--- START Excerpted records ---

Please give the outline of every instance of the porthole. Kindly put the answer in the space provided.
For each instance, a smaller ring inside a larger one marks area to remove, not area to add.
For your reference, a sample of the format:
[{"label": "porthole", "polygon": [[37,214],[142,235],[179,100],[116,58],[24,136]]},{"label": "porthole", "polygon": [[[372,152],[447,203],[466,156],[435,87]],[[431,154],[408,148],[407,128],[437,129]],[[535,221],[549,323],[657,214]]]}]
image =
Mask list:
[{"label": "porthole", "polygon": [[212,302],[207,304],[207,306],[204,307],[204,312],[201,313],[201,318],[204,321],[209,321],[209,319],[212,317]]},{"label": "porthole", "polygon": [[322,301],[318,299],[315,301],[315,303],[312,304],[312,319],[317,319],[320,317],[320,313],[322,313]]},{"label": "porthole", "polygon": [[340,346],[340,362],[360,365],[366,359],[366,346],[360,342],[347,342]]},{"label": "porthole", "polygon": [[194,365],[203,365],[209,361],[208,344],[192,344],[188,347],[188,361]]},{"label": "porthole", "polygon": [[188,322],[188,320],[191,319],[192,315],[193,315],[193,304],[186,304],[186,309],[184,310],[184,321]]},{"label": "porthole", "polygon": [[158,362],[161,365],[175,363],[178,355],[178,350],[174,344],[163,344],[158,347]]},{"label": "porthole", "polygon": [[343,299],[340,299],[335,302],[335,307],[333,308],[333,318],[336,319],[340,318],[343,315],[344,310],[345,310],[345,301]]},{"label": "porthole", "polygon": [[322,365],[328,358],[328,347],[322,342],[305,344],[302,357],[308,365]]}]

--- END Excerpted records ---

Aim. Copy the data above, replacing "instance" with "occurrence" and leaving everything else unchanged.

Correct output.
Please give the outline of every occurrence of the porthole. Kindly put the answer in the space provided.
For each occurrence, a smaller ring inside a larger one marks area to remove, not area to add.
For your reference, a sample of the format:
[{"label": "porthole", "polygon": [[37,214],[142,235],[179,100],[116,58],[24,136]]},{"label": "porthole", "polygon": [[[372,152],[447,203],[466,156],[435,87]],[[431,154],[408,148],[407,128],[437,129]],[[535,221],[549,323],[657,214]]]}]
image =
Mask list:
[{"label": "porthole", "polygon": [[212,302],[207,304],[207,306],[204,307],[204,312],[201,313],[201,318],[204,321],[209,321],[209,319],[212,317]]},{"label": "porthole", "polygon": [[322,301],[318,299],[315,301],[315,303],[312,304],[312,319],[317,319],[320,317],[320,313],[322,313]]},{"label": "porthole", "polygon": [[340,346],[340,362],[360,365],[366,359],[366,346],[360,342],[347,342]]},{"label": "porthole", "polygon": [[194,365],[203,365],[209,361],[208,344],[192,344],[188,347],[188,361]]},{"label": "porthole", "polygon": [[188,322],[188,320],[191,319],[192,315],[193,315],[193,304],[186,304],[186,309],[184,310],[184,321]]},{"label": "porthole", "polygon": [[158,362],[161,365],[175,363],[178,355],[178,350],[174,344],[163,344],[158,347]]},{"label": "porthole", "polygon": [[343,299],[340,299],[335,302],[335,307],[333,308],[333,318],[336,319],[340,318],[343,315],[344,310],[345,310],[345,301]]},{"label": "porthole", "polygon": [[322,365],[328,358],[328,347],[322,342],[305,344],[302,357],[308,365]]}]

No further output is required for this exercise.